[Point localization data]
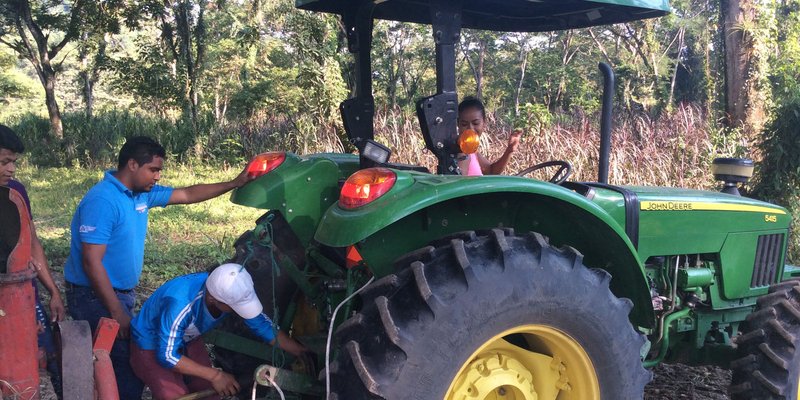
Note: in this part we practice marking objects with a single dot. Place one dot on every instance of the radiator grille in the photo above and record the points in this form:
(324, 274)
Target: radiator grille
(768, 254)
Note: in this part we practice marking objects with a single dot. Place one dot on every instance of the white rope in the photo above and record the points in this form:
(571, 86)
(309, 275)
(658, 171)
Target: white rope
(330, 334)
(275, 385)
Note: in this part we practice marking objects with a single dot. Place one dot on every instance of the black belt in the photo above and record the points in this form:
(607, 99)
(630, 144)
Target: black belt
(71, 285)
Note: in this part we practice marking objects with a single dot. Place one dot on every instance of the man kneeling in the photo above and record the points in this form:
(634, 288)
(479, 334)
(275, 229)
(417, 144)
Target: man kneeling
(167, 346)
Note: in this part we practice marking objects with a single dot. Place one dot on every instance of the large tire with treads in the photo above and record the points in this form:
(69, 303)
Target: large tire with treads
(490, 316)
(768, 366)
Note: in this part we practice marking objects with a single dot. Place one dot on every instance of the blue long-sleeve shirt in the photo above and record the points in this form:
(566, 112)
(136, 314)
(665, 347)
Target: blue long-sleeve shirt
(177, 313)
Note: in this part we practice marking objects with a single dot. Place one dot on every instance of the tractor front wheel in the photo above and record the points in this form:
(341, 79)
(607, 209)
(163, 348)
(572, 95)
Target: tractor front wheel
(491, 317)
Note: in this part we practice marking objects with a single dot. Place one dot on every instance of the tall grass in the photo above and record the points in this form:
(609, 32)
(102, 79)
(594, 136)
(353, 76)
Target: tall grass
(675, 149)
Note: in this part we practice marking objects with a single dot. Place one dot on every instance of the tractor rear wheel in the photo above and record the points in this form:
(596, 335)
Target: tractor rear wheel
(769, 363)
(491, 317)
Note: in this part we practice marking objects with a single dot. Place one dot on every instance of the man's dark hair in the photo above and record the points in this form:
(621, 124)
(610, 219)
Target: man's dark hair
(141, 149)
(9, 140)
(472, 102)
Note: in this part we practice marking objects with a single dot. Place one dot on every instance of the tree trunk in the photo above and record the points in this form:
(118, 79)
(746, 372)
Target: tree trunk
(479, 74)
(743, 106)
(523, 58)
(49, 82)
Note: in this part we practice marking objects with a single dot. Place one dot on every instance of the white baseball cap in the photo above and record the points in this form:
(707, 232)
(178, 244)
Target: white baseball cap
(232, 285)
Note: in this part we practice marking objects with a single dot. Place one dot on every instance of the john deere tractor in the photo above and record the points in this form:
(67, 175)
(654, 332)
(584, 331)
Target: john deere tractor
(417, 284)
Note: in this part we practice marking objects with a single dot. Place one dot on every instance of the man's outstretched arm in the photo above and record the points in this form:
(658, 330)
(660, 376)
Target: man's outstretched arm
(202, 192)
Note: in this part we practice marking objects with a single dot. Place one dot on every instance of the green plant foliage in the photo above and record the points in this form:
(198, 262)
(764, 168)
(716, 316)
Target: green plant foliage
(778, 173)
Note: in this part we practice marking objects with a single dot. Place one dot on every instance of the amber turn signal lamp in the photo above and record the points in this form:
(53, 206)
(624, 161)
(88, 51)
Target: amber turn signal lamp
(364, 186)
(468, 141)
(265, 162)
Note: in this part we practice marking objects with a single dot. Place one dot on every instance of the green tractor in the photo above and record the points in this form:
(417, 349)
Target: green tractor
(418, 285)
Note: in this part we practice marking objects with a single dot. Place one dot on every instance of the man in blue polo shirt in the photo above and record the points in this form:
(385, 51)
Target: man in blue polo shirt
(167, 351)
(107, 247)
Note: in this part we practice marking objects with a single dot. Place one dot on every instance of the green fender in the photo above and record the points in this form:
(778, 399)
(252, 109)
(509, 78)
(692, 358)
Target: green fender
(301, 188)
(421, 208)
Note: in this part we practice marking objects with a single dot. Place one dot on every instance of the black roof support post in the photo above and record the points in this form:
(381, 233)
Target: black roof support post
(438, 114)
(358, 112)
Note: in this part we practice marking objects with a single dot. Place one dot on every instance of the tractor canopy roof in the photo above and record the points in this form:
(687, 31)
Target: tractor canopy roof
(511, 15)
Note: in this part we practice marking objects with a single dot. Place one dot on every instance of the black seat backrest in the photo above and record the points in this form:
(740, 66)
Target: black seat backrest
(9, 227)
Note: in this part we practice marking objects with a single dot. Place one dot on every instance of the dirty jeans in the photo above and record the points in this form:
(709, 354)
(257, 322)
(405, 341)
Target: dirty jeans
(166, 384)
(83, 304)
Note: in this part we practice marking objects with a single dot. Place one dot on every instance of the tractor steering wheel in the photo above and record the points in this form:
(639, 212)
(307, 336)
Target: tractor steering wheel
(560, 176)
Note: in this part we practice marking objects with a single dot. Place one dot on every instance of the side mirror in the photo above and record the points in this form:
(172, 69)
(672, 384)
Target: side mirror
(469, 141)
(732, 171)
(374, 154)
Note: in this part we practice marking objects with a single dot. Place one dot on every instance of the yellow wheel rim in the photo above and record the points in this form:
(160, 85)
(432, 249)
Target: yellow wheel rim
(549, 364)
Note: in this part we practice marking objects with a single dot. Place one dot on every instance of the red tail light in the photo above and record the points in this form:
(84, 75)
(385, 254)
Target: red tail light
(365, 186)
(265, 162)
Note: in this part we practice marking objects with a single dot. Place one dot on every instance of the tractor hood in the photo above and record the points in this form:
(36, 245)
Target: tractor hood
(662, 220)
(511, 15)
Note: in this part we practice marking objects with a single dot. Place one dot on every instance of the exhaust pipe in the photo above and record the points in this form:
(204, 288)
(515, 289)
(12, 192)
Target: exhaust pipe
(605, 122)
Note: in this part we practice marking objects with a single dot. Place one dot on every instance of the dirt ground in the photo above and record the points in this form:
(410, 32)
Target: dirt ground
(678, 381)
(670, 382)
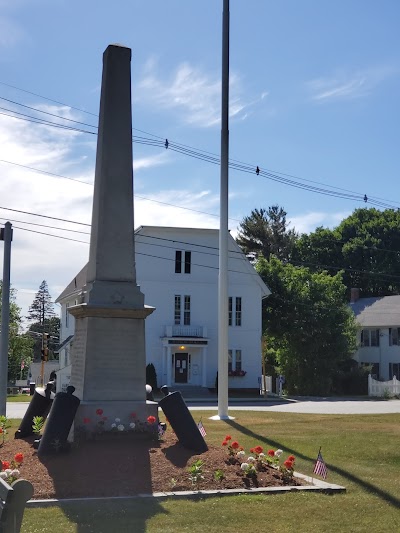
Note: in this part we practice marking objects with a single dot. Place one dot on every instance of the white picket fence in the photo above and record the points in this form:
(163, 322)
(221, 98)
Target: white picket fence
(383, 388)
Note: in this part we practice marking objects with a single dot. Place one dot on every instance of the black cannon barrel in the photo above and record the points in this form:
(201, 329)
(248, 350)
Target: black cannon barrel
(40, 405)
(59, 423)
(178, 415)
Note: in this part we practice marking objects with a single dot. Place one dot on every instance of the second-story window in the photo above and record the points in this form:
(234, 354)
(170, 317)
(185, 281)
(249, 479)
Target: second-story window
(177, 309)
(183, 262)
(238, 311)
(235, 311)
(186, 311)
(178, 262)
(182, 313)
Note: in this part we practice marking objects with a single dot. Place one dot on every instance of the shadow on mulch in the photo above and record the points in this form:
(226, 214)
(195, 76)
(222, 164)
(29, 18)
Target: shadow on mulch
(178, 455)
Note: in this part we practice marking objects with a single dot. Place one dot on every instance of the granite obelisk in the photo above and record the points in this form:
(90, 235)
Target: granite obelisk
(108, 353)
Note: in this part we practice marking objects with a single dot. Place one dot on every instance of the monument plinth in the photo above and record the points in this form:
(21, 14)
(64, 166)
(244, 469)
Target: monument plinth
(108, 353)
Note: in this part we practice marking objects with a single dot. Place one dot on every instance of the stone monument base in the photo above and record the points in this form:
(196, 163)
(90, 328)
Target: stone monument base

# Assignment:
Tally the lines in the entries above that hold the word "stone". Reply with nothing but that count.

# Written response:
2